Le bénéfice est général, tout le monde a intérêt à être plus présent. Aujourd'hui, on a tendance à être beaucoup ailleurs et à avoir du mal à être en rapport aux choses mais aussi aux autres. La pleine conscience permet donc d’être plus présent et ouvert à ce qui est véritablement plutôt que dans les illusions de son esprit. Par exemple, lorsque l'on est face à un tableau, on se met en rapport avec l'expérience que l'on est en train de vivre à l'instant, comme les vibrations ressenties par les couleurs que l'on voit, plutôt que de le juger ou de lui mettre une étiquette de beau ou de laid. La pleine conscience est donc une façon de sortir de la représentation conceptuelle qu’on a souvent des choses et de les voir vraiment.
Y a-t-il un rapport avec la spiritualité ou les énergies extérieures ?
Pas du tout ! La pleine conscience n'est pas de l'ésotérisme, c'est au contraire très élémentaire. Il s'agit d'être attentif à ce qui se passe au moment où ça se passe. Rien ne vient de l'extérieur comme quelque chose de fabriqué. On ne fait que s’ouvrir à la réalité et non à créer un état de transe. Par contre vous parlez de spiritualité. On fourre tout dans ce terme, mais le spirituel est ce qui est en rapport à l’esprit, donc en ce sens pratiquer la méditation de pleine conscience a à voir avec un travail sur son esprit. Mais il n’y a aucune croyance à la quelle on s’accroche, c’est bien le contraire : on se détache de toutes ses croyances.
Comment aborder la pleine conscience la première fois ?
Il peut être utile de l'aborder avec des livres et des stages, mais ça dépend de notre but. D'une manière générale, mieux vaut être guidé, car au début, seul, c'est difficile. La pleine conscience est une voie développée dans certaines méthodes thérapeutiques de la dépression, car les dépressifs ont du mal à être dans le temps présent. Dans ce cas, le travail est très encadré et il est recommandé de le faire avec un professionnel de la maladie mentale car il y a un protocole strict à respecter. Mais on peut s’entraîner à la pleine conscience dans des stages de MBSR (Mindfulness Based Stress Reduction Program) axé sur la gestion du stress ou alors dans un centre de méditation vipassana si c’est plutôt dans une optique de développement personnel ou de mieux être.
Vous parlez de thérapie, que soigne-t-on avec la pleine conscience ?

**DONNÉES FOURNIES:**
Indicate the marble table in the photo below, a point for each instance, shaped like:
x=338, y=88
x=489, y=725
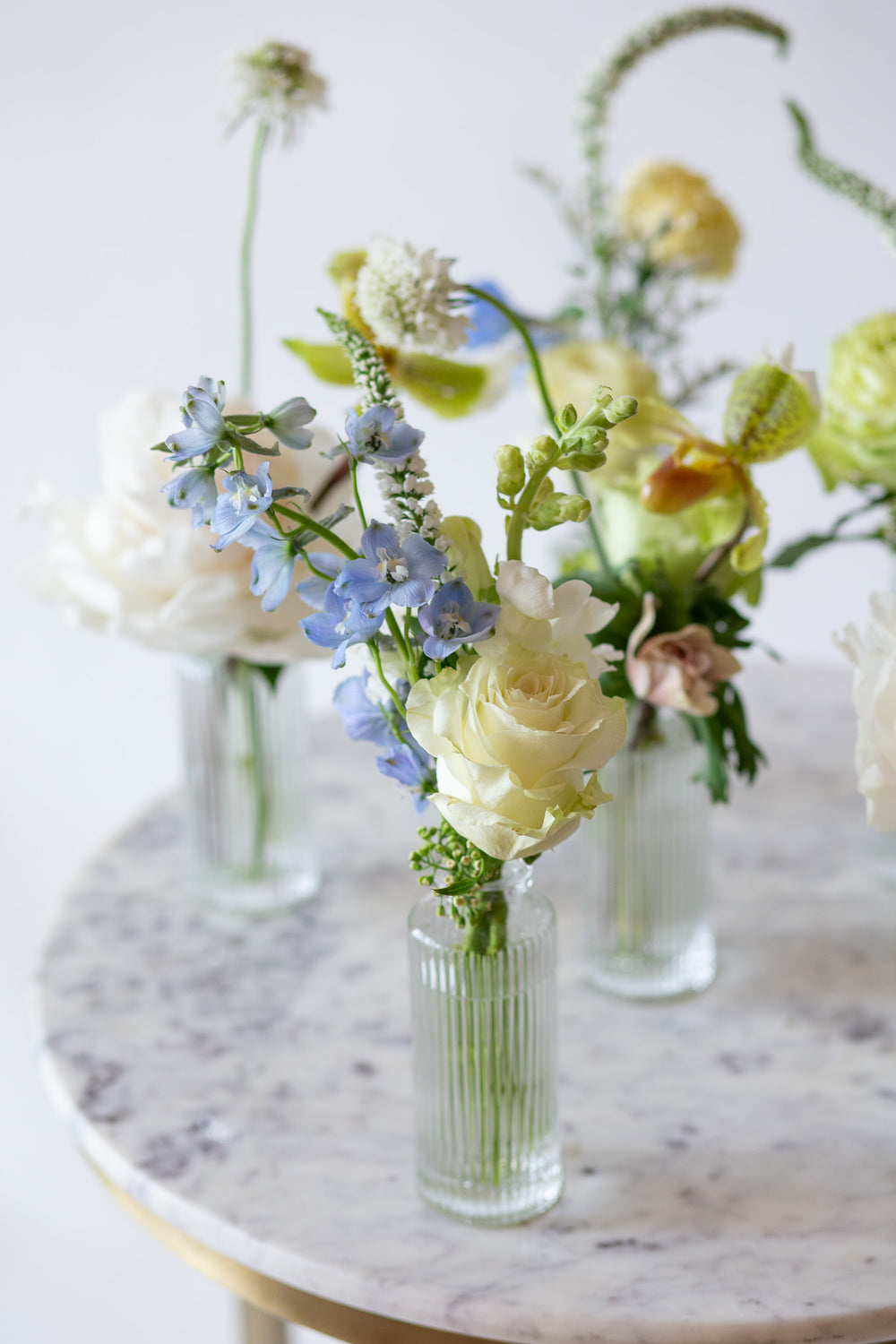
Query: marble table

---

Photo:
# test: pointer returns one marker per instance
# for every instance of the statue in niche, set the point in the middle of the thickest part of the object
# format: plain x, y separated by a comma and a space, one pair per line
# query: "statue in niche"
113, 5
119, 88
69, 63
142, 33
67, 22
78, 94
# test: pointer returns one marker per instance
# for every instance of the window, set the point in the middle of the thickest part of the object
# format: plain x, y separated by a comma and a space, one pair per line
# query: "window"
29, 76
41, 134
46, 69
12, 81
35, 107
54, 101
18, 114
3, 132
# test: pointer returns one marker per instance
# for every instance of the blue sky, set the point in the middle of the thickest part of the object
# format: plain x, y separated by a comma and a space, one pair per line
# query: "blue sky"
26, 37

**TRAVAIL À FAIRE:**
[1] D'après le texte sur la pleine conscience, pourquoi cette voie est-elle développée dans certaines méthodes thérapeutiques de la dépression ? Répondez en une à trois phrases.
[2] Recopiez le passage du texte sur la pleine conscience qui va de « Comment aborder la » jusqu'à « pleine conscience ? » inclus.
[3] Relevez toutes les questions posées dans le texte sur la pleine conscience.

**SOLUTIONS DES EXERCICES:**
[1] Elle y est développée parce que les dépressifs ont du mal à être dans le temps présent.

[2]
Comment aborder la pleine conscience la première fois ?
Il peut être utile de l'aborder avec des livres et des stages, mais ça dépend de notre but. D'une manière générale, mieux vaut être guidé, car au début, seul, c'est difficile. La pleine conscience est une voie développée dans certaines méthodes thérapeutiques de la dépression, car les dépressifs ont du mal à être dans le temps présent. Dans ce cas, le travail est très encadré et il est recommandé de le faire avec un professionnel de la maladie mentale car il y a un protocole strict à respecter. Mais on peut s’entraîner à la pleine conscience dans des stages de MBSR (Mindfulness Based Stress Reduction Program) axé sur la gestion du stress ou alors dans un centre de méditation vipassana si c’est plutôt dans une optique de développement personnel ou de mieux être.
Vous parlez de thérapie, que soigne-t-on avec la pleine conscience ?

[3]
- Y a-t-il un rapport avec la spiritualité ou les énergies extérieures ?
- Comment aborder la pleine conscience la première fois ?
- Vous parlez de thérapie, que soigne-t-on avec la pleine conscience ?